» **WHAT NEEDS TO BE DONE**
Exactly the lines from the one containing "pixel 43 25" to the final line below should be output, and no others.

Records drawn from a dataset
--- START ---

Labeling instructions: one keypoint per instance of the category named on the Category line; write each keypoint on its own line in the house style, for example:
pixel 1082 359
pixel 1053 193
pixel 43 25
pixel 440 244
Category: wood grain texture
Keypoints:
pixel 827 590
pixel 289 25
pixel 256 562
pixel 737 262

--- END ---

» **OUTPUT FOR THIS TASK**
pixel 43 25
pixel 440 244
Category: wood grain texture
Keypoints:
pixel 827 590
pixel 289 25
pixel 256 562
pixel 737 262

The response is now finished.